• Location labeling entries
***

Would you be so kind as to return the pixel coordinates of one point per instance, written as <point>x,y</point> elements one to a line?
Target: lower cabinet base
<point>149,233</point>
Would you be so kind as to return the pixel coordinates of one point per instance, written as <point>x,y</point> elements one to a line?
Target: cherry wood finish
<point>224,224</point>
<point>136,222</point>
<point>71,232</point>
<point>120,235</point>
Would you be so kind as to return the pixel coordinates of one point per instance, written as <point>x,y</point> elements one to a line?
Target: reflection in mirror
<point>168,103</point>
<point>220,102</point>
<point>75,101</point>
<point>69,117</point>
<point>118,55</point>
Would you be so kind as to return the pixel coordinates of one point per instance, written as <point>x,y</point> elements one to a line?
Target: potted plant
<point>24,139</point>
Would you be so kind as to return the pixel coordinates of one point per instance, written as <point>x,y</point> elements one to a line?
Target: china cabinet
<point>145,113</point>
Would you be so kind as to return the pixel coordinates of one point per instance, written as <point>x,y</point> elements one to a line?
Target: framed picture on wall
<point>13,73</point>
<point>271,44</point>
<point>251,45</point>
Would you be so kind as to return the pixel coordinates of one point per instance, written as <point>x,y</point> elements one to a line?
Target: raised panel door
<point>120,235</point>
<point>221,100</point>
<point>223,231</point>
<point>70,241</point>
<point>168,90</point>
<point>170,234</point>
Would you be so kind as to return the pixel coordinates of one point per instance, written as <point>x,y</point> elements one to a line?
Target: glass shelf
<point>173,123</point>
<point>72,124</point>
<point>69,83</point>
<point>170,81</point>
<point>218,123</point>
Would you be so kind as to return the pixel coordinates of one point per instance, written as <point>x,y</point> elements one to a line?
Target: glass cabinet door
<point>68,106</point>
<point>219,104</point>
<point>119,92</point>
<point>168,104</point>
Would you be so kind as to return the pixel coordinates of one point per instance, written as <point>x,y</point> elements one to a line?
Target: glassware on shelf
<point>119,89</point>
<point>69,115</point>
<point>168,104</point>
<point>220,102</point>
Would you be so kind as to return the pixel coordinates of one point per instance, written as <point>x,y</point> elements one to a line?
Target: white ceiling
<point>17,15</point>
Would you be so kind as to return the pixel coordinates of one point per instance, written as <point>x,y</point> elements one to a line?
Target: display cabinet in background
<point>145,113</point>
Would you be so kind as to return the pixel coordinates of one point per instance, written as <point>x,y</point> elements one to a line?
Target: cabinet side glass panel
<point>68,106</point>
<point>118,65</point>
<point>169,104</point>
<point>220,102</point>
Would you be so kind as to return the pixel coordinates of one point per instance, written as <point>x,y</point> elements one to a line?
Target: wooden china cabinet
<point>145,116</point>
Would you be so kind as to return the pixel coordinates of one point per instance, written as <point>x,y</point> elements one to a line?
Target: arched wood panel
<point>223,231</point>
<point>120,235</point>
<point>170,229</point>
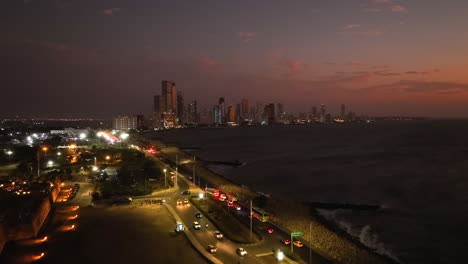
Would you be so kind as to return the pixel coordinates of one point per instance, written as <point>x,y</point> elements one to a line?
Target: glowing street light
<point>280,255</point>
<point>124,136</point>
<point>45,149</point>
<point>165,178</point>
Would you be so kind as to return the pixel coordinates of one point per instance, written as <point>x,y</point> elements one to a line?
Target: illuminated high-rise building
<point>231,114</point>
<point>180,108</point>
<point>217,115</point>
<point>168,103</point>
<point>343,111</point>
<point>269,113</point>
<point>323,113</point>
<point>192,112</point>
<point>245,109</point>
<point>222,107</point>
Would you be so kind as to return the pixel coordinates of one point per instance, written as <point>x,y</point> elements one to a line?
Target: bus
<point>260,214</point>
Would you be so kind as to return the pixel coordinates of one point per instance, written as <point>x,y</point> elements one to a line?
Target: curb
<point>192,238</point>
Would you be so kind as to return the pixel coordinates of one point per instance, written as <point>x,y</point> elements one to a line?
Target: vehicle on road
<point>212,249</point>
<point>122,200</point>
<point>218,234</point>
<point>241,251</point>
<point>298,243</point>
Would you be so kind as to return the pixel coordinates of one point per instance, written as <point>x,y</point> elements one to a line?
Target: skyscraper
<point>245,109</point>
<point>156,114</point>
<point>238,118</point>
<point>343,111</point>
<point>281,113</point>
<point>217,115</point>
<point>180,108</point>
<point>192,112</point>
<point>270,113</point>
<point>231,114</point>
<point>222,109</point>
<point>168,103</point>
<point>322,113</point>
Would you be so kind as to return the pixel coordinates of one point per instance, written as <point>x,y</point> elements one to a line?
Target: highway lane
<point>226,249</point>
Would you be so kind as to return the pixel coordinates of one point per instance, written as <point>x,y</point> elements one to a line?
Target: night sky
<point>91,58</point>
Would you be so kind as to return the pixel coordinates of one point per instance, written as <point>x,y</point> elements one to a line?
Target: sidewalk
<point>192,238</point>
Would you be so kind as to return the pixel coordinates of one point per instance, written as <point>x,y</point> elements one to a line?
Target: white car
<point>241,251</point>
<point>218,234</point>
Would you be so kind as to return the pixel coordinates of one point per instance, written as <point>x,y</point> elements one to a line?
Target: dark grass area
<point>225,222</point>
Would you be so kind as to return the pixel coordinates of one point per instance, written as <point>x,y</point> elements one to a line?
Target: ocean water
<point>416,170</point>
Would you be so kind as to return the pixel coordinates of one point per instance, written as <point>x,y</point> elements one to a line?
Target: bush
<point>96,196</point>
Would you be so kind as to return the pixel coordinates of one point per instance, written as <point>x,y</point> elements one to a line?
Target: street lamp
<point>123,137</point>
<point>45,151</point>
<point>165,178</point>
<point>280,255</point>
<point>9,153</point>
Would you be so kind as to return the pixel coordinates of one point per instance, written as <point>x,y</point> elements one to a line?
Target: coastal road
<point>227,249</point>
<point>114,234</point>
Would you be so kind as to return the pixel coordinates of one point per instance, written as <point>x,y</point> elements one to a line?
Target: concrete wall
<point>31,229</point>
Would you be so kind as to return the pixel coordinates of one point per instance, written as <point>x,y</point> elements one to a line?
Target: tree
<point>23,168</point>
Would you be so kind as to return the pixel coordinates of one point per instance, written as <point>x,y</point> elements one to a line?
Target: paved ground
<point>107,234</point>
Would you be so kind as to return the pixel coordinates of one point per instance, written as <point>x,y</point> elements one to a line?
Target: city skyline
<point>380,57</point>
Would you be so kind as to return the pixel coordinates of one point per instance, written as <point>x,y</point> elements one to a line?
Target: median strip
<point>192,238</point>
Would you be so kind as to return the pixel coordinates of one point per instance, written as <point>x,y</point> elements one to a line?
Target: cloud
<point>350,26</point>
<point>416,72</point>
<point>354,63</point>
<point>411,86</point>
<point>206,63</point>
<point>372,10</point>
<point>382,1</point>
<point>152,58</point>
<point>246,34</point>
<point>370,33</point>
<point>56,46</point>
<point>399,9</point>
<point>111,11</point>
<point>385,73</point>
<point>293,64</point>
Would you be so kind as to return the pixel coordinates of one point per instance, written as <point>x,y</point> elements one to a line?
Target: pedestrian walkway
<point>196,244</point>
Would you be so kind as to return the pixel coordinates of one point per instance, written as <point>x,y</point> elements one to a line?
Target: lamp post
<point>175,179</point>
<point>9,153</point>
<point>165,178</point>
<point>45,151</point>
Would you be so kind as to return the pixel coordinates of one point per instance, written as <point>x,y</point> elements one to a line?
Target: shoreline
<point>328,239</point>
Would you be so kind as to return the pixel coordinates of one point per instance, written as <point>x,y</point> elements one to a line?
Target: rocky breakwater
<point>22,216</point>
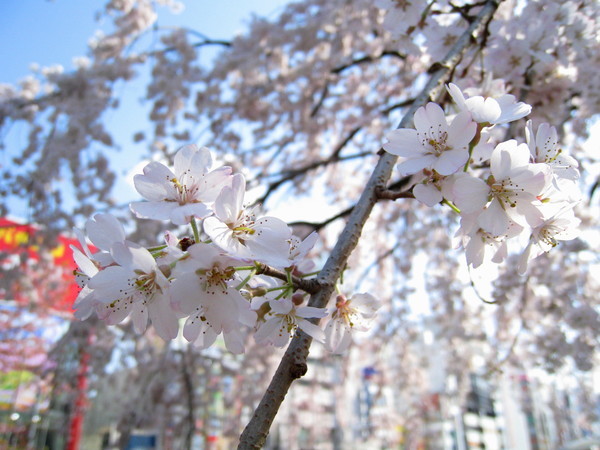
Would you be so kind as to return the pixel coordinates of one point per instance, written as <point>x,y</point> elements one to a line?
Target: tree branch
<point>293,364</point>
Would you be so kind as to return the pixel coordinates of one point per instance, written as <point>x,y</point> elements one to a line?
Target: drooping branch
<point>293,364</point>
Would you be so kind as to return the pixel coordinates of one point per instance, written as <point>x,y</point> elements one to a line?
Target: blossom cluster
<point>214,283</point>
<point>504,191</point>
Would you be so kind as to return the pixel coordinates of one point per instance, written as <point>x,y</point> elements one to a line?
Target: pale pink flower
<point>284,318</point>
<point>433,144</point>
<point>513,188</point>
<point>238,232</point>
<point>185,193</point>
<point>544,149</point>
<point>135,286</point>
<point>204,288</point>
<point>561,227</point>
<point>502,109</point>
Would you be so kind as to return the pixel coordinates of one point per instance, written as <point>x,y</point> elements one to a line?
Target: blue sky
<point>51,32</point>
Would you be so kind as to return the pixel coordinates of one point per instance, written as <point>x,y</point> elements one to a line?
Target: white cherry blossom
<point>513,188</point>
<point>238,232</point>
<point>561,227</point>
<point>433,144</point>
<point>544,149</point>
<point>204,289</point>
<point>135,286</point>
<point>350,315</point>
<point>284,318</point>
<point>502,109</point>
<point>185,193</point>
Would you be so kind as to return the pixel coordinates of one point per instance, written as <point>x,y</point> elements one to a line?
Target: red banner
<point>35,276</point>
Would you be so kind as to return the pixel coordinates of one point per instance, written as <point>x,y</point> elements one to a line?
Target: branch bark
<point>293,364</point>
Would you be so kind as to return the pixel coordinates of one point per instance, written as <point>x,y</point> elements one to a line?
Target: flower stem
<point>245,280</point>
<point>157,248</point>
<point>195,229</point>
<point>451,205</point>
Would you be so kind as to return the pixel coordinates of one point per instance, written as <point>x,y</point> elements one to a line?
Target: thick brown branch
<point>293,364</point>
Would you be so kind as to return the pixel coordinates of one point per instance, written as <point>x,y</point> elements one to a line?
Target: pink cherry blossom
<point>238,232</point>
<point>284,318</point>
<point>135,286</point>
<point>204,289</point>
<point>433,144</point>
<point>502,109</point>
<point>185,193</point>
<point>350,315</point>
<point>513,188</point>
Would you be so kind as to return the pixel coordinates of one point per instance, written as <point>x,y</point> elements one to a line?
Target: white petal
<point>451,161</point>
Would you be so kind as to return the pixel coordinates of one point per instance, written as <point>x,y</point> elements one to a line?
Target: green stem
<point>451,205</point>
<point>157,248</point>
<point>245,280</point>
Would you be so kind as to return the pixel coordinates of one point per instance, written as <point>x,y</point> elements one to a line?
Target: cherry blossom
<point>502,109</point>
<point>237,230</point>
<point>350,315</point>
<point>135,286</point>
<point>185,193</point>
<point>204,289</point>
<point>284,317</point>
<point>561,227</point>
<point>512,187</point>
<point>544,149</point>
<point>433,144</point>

***

• WHAT THIS TASK INVOLVES
Copy the entries word for word from the very first line down through the line containing "<point>149,233</point>", and include that line as well.

• WRITTEN ANSWER
Would you be so kind as to return the pixel coordinates of one point per instance, written as <point>x,y</point> elements one to a line?
Target: lower cabinet base
<point>149,233</point>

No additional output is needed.